TEXT SEGMENT —
+-------+

The retailers and logistics providers that dominate this peak season won't be the ones with the biggest budgets or the most warehouses. They'll be the ones who recognized and fixed a series of operational vulnerabilities before order volume tripled.
Following are the six mistakes present in most fulfillment operations right now, along with strategies to keep them from quietly undermining your performance targets between now and January.
The Frankenstack Fix
Walk into most fulfillment operations today and you'll find a truth that nobody wants to admit: Critical business systems are held together with digital duct tape. Orders flow from Shopify into a custom middleware layer, trigger a manual data export to the warehouse management system, require someone to reconcile inventory in a spreadsheet, then push updates back to the enterprise resource planning system — all while customer service operates from a completely different (and often unreliable) data set.
This fragmented approach creates systematic failure points rather than redundancy.
During normal operations, these manual handoffs create inefficiency. During peak season, they create a catastrophe. When order volume triples overnight, every manual trigger becomes a breaking point. One delayed data transfer cascades into hundreds of orders stuck in limbo. Your team spends Black Friday troubleshooting integrations instead of fulfilling orders.
Top retail and third-party logistics performers are adopting WMS systems with pre-built integration frameworks that eliminate the need for custom development. New channels, carriers, and tools now connect in days rather than quarters — building modern platforms that scale with opportunity rather than constrain it.
The Box That Ate Your Budget
Here's a question most supply chain leaders can't answer accurately: What percentage of your shipping costs comes from avoidable dimensional (DIM) weight charges?

+-------+

PROMPT 1 — In the fulfillment article, what are top retail and third-party logistics performers adopting?
PROMPT 2 — Pick up the fulfillment article after its last sentence and keep writing it.

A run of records
+-------+

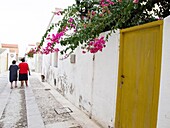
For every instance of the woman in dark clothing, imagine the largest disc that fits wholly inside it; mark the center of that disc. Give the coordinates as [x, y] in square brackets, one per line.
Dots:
[23, 72]
[13, 73]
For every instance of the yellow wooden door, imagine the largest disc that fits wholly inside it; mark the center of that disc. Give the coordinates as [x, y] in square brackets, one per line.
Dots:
[139, 76]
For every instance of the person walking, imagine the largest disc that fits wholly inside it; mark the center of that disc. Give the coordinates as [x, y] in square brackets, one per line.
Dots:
[13, 73]
[23, 72]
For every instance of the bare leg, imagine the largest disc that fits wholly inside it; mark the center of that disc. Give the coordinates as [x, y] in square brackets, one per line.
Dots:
[26, 82]
[11, 85]
[15, 84]
[22, 83]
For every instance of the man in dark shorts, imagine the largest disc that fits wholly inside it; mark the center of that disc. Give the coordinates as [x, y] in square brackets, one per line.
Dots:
[13, 73]
[23, 72]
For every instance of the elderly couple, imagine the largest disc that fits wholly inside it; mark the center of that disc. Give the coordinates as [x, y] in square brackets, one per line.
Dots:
[23, 73]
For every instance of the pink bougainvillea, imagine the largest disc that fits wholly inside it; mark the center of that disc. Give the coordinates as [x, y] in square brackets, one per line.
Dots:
[95, 45]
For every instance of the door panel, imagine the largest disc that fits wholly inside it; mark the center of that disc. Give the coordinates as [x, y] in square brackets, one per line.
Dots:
[139, 77]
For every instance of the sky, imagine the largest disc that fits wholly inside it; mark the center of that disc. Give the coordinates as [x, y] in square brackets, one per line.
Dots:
[24, 22]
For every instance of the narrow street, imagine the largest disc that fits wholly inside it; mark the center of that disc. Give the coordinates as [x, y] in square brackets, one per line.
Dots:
[38, 106]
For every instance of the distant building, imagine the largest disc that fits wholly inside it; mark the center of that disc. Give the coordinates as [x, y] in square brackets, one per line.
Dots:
[13, 51]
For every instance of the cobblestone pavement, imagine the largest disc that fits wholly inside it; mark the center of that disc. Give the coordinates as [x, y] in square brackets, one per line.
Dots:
[38, 106]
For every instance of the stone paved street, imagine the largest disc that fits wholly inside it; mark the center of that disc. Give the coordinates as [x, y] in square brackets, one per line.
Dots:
[38, 106]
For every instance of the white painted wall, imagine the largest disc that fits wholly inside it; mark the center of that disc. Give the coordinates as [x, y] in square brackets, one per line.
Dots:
[4, 61]
[164, 99]
[90, 85]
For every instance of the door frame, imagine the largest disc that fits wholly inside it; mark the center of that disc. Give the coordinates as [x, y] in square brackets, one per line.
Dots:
[120, 69]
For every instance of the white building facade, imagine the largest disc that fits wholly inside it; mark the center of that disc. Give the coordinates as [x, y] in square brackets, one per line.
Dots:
[90, 81]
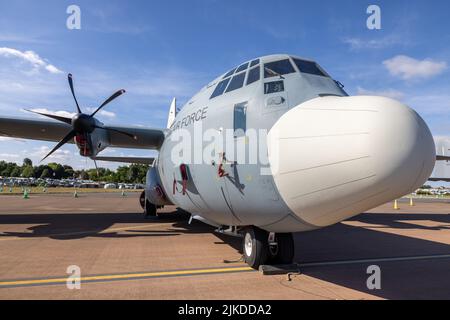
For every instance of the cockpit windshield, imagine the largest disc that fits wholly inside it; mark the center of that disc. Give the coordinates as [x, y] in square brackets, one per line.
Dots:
[276, 68]
[308, 67]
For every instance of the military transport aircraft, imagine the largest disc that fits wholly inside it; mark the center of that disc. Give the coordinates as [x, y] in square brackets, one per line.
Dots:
[330, 156]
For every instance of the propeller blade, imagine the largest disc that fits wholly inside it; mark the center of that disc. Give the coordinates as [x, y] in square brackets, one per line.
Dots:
[132, 136]
[114, 96]
[62, 119]
[96, 168]
[69, 136]
[73, 92]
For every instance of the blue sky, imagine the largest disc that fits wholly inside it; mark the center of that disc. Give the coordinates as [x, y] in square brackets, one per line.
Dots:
[157, 50]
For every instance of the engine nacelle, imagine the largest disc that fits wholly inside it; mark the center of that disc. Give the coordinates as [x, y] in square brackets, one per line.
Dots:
[91, 144]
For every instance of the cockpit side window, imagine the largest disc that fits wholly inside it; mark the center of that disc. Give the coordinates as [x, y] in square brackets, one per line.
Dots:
[281, 67]
[229, 73]
[309, 67]
[220, 88]
[242, 67]
[253, 75]
[254, 63]
[237, 82]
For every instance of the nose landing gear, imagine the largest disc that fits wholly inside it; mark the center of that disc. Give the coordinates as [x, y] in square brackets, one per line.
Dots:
[261, 247]
[150, 210]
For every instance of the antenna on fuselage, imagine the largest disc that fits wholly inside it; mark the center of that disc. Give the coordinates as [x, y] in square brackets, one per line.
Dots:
[172, 113]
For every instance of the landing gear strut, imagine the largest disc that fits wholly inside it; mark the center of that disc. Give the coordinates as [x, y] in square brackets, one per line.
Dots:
[150, 210]
[260, 247]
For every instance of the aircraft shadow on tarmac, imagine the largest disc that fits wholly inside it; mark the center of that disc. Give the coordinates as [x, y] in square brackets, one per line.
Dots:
[411, 279]
[407, 279]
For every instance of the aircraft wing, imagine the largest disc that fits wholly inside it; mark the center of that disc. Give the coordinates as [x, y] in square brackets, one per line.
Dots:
[145, 138]
[442, 158]
[439, 179]
[133, 160]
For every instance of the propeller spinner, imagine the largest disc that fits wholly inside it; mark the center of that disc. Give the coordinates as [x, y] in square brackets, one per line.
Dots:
[82, 124]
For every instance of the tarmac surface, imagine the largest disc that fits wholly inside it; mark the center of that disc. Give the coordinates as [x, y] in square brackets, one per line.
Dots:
[123, 256]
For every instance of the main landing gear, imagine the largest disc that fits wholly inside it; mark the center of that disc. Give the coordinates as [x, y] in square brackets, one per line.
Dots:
[261, 247]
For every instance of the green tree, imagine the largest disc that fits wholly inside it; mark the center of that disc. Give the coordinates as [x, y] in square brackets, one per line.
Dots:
[27, 162]
[45, 174]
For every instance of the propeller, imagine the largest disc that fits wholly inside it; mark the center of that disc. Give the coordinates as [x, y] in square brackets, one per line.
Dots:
[82, 124]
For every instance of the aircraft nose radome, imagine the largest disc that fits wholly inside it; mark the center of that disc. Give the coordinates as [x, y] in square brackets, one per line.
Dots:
[335, 157]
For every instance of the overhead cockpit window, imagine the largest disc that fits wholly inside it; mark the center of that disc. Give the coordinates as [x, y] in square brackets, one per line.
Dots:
[254, 63]
[237, 82]
[229, 73]
[309, 67]
[253, 75]
[220, 88]
[242, 67]
[281, 67]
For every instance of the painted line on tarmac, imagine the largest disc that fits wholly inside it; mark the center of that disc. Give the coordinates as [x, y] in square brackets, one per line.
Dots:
[129, 276]
[195, 272]
[361, 261]
[76, 233]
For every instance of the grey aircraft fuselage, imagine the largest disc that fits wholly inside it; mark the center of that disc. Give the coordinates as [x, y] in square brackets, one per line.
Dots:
[244, 196]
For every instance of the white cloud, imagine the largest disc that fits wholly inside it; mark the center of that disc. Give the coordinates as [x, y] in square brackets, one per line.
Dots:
[390, 93]
[8, 156]
[379, 43]
[31, 57]
[408, 68]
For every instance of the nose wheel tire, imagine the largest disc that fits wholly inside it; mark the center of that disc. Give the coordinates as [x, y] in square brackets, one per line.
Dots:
[255, 247]
[150, 210]
[284, 253]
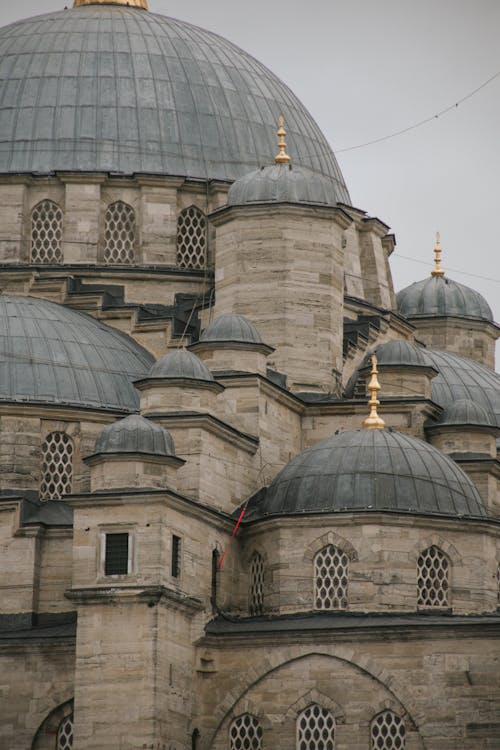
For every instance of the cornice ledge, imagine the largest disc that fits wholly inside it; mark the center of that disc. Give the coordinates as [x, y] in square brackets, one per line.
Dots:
[150, 595]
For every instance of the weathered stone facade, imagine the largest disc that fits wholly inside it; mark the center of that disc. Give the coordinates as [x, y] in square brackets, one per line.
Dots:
[133, 613]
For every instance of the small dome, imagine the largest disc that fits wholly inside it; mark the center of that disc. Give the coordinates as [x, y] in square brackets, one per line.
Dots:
[364, 470]
[440, 297]
[284, 183]
[50, 354]
[134, 434]
[401, 353]
[181, 364]
[464, 411]
[231, 328]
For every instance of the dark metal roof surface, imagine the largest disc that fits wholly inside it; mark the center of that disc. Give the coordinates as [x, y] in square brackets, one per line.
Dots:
[439, 296]
[463, 378]
[53, 355]
[181, 364]
[284, 183]
[364, 470]
[231, 327]
[115, 89]
[135, 434]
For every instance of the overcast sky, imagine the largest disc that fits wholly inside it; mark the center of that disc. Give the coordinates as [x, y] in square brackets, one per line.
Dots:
[365, 69]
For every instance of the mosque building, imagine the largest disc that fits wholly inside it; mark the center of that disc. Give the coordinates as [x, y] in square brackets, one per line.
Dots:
[249, 496]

+-------+

RESULT 1 — WMS systems with pre-built integration frameworks that eliminate the need for custom development.

RESULT 2 —
The standard approach — grab whatever box fits and move on — seems expedient until you calculate the damage. A 12x9x6 box for a product that could ship in a 10x8x4 envelope. Extra dunnage because nobody optimized the fill. These decisions compound across thousands of daily shipments, resulting in six-figure quarterly losses.
With major parcel carriers implementing rate increases averaging 4% to 9% in 2025, every oversized package costs significantly more. Leading operations teams are implementing algorithmic carton-optimization systems that calculate optimal packaging dimensions for every order. Right-sizing boxes can offset carrier rate increases while improving sustainability and customer satisfaction.
The Phantom Inventory
Inventory accuracy sits at the heart of every supply chain promise. Tell a customer you have their product in stock, then discover you don't, and you've just traded a sale for a reputation problem. Yet many operations still rely on periodic physical counts performed with clipboards and spot-checks, a methodology designed for a different era of retail.
Manual counting remains fundamentally incompatible with modern retail velocity. By the time your team finishes counting Zone A, Zone B has processed 50 orders and received three inbound shipments. Your "accurate" count is obsolete before you enter it into the system.
A 2025 Peak Season Report shows that 88% of successful operations cross-train workers to maintain operational intelligence during demand surges. But cross-training only works when systems support it. If new team members can't trust inventory data, their training becomes guesswork.
Leading operations have shifted from asking "how often should we count?" to "how do we ensure our system always knows where everything is?" The answer: perpetual, system-directed inventory management with cycle counting embedded into daily operations, automated variance triggers, and real-time visibility. Organizations achieving 99%+ inventory accuracy operate within systems that set accuracy as the default.
The Vanishing Order
Say that a customer places an order on Tuesday, expecting a Friday delivery. By Thursday, they've called three times, spent 15 minutes on hold, and still can't get specifics beyond "processing." Friday arrives without the package. The customer cancels, posts a negative review, and shops elsewhere next time.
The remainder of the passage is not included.